> [EXTRAIT DU DOCUMENT]:
────────────────
Encore des mots, des ballounes de cire
Qui pètent en l’air, le temps de l’dire
Encore des mots qui ont mis leurs culottes à l’envers
Comme le vieux bon roi Dagobert

Tout l’monde veut blower tout l’monde
Au lieu d’prendre ça comme ça vient
On parle d’une même longueur d’onde
Jusqu’à c’qu’on comprenne pus rien
Faqu’on remet toutte ça au lendemain

Encore des mots, faudrait ben finir
C’te p’tite chanson qui veut rien dire
Encore des mots qui s’pavanent sans vouloir se taire
En compliquant l’vocabulaire
En compliquant l’vocabulaire

 

P.-S.—L’Oreille tendue l’a souvent dit : elle a un faible pour Plume.

 

Chantons la langue avec Jérémie Kisling

Jérémie Kisling, le Ours, 2005, pochette

(Il n’y a pas que «La langue de chez nous» dans la vie. Les chansons sur la langue ne manquent pas. Petite anthologie en cours. Liste d’écoute disponible sur Spotify. Suggestions bienvenues.)

 

Jérémie Kisling, «Rendez-vous courtois», le Ours, 2005

 

One, two, three
Allez viens vous asseoir
Il faut pas que vous te barres
Sous mon toit vous serez à ton aise
Donne-moi votre main
Couchez-moi contre ton sein
Je t’avoue que je vous aime bien
Permettez que je me jette à tes genoux
Ma gorge nouée à vous se dévoue
Et pour toujours j’veux que tu me gardes à vous
Mais toujours, c’est beaucoup
Mon amour est têtu
Pas un jour ne s’est tu
Si pour vous je me tue
J’veux pas qu’vous t’habitues
Allez viens vous asseoir
Il faut pas que vous te barres
Sous mon toit vous serez à ton aise
Donne-moi votre main
Couchez-moi contre ton sein
Je t’avoue que je vous aime bien
De rendez-vous volés dans vos pas de danses
De voitures que j’avance
Au rendez-vous vous où tu recules en silence
Situez la nuance
Mon amour est têtu
Pas un jour ne s’est tu
Si pour vous je mets tu
J’ai peur qu’vous t’habitues
Allez viens vous asseoir
Il faut pas que vous te barres
Sous mon toit vous serez à ton aise
Donne-moi votre main
Couchez-moi contre ton sein
Je t’avoue que je vous aime bien
Yeah Oh yeah

 

P.-S.—Vous avez l’oreille : il a déjà été question de Jérémie Kisling ici.
────────────────
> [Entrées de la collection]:
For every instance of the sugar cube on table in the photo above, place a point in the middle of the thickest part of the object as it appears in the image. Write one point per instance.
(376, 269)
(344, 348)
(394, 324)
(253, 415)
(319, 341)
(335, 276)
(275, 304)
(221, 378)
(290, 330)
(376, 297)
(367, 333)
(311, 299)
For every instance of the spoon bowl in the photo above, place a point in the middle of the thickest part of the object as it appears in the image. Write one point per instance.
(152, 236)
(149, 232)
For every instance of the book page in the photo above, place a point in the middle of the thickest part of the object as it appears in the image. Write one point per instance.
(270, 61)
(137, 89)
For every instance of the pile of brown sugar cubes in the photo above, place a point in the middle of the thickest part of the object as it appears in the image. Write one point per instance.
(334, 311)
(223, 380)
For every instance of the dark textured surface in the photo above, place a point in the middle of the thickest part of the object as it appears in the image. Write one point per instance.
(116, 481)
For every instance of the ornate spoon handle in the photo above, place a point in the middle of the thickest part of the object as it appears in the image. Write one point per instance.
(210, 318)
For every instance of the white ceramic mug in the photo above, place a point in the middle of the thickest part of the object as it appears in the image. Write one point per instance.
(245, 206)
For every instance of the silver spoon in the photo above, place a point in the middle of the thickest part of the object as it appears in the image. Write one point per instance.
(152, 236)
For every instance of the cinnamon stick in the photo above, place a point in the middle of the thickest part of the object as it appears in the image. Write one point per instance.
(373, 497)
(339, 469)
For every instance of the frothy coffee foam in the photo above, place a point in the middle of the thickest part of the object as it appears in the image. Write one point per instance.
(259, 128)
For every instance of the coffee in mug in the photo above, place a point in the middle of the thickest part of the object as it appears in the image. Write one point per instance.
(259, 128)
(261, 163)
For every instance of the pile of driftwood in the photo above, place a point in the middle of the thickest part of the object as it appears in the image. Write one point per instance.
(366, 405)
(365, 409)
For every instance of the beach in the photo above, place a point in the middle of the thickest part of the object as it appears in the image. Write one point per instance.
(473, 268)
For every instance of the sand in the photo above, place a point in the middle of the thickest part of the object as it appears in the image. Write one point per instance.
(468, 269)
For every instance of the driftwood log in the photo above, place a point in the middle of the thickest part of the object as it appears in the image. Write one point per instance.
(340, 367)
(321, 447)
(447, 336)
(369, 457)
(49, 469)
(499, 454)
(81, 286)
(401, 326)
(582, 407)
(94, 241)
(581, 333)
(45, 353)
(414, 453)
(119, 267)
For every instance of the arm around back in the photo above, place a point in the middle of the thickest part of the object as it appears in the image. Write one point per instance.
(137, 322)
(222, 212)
────────────────
> [TÂCHE À RÉALISER]: Indiquez si chacune des affirmations suivantes concorde avec l'extrait du document, en répondant par oui ou non et en citant les mots décisifs : (a) l'album le Ours de Jérémie Kisling date de 2005 ; (b) la liste d'écoute de l'anthologie est disponible sur Deezer ; (c) L'Oreille tendue a un faible pour Plume.

> [SOLUTION PROPOSÉE]:
(a) Oui : « Jérémie Kisling, le Ours, 2005, pochette ».
(b) Non : « Liste d’écoute disponible sur Spotify. »
(c) Oui : « elle a un faible pour Plume ».